* **INSTRUCTION**
Update the listing below by changing every "place a pin" to "put a dot", leaving everything else as it is.

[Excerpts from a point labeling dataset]
## START

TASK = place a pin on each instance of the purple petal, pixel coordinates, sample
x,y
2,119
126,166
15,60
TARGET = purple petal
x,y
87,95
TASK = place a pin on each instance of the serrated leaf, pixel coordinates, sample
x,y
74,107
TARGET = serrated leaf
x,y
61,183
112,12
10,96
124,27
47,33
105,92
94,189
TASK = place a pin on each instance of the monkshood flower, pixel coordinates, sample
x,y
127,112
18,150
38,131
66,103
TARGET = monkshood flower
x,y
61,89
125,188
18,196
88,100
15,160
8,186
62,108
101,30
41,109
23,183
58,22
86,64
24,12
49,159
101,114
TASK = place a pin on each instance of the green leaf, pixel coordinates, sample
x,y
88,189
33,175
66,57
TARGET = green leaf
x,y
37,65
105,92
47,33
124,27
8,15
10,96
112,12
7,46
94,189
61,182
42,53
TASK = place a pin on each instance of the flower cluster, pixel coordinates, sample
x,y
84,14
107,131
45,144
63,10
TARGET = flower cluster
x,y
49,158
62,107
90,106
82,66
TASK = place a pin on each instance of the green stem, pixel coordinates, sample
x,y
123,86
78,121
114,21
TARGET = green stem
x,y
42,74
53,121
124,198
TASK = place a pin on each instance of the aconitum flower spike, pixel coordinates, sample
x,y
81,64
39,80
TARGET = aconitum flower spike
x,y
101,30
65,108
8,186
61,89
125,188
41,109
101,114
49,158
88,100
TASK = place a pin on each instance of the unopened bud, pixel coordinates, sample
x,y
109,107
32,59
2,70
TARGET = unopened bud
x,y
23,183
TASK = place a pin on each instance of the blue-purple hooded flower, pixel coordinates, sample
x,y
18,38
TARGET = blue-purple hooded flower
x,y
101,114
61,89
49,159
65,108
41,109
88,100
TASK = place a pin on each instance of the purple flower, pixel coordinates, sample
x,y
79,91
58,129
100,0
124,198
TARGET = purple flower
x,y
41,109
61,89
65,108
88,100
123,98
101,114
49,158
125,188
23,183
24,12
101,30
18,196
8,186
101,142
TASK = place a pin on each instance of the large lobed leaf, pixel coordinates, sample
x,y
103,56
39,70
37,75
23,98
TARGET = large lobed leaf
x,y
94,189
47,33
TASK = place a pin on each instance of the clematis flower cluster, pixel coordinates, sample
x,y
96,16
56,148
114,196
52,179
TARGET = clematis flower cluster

## END

* **THE REPLY**
TASK = put a dot on each instance of the purple petal, pixel coordinates, sample
x,y
2,119
126,166
15,60
TARGET = purple petal
x,y
87,95
TASK = put a dot on each instance of the serrated leaf, pixel coordinates, sample
x,y
74,107
TARGET = serrated leaf
x,y
61,183
112,12
10,96
124,27
47,33
105,92
94,189
TASK = put a dot on each instance of the monkshood flower, pixel coordinates, sample
x,y
127,112
18,150
38,131
66,103
TARGET = monkshood flower
x,y
61,89
125,188
18,196
88,100
15,160
8,186
62,108
101,30
41,109
23,183
58,22
86,64
24,12
49,159
101,114
TASK = put a dot on each instance of the green leaf, pixel coordinates, sample
x,y
88,189
33,175
66,57
TARGET = green leaf
x,y
37,65
105,92
47,33
124,27
8,15
10,96
112,12
7,46
94,189
61,182
42,53
TASK = put a dot on each instance of the flower cluster, pixel coordinates, sample
x,y
84,14
107,131
45,144
63,10
TARGET = flower cluster
x,y
49,158
62,107
90,106
82,66
TASK = put a dot on each instance of the green stem, pixel coordinates, sample
x,y
123,86
78,121
114,21
TARGET = green stem
x,y
42,74
53,121
124,198
TASK = put a dot on each instance of the aconitum flower spike, pixel coordinates, sample
x,y
81,64
39,80
TARGET = aconitum flower spike
x,y
101,30
65,108
8,186
61,89
125,188
41,109
101,114
49,158
88,100
TASK = put a dot on each instance of the unopened bud, pixel coordinates, sample
x,y
109,107
32,59
2,70
TARGET = unopened bud
x,y
23,183
TASK = put a dot on each instance of the blue-purple hooded flower, pixel coordinates, sample
x,y
18,38
TARGET = blue-purple hooded flower
x,y
101,114
61,89
49,159
65,108
41,109
88,100
TASK = put a dot on each instance of the purple flower, pixel coordinates, sample
x,y
79,91
58,129
100,0
124,198
TARGET = purple flower
x,y
41,109
61,89
65,108
88,100
123,98
101,114
49,158
125,188
23,183
24,12
101,30
18,196
8,186
101,142
TASK = put a dot on each instance of the large lobed leaf, pixel coordinates, sample
x,y
103,56
39,70
37,75
23,98
TARGET = large lobed leaf
x,y
94,189
47,33
TASK = put a dot on each instance of the clematis flower cluster, pixel coordinates, sample
x,y
96,16
56,148
114,196
52,179
TARGET = clematis flower cluster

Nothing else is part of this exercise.